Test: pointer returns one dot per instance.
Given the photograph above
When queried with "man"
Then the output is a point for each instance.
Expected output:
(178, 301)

= Your goal =
Read through the data above. Report each line that has the word "instance".

= Written solution =
Test: pointer returns one dot per instance.
Then the output is a point for each instance.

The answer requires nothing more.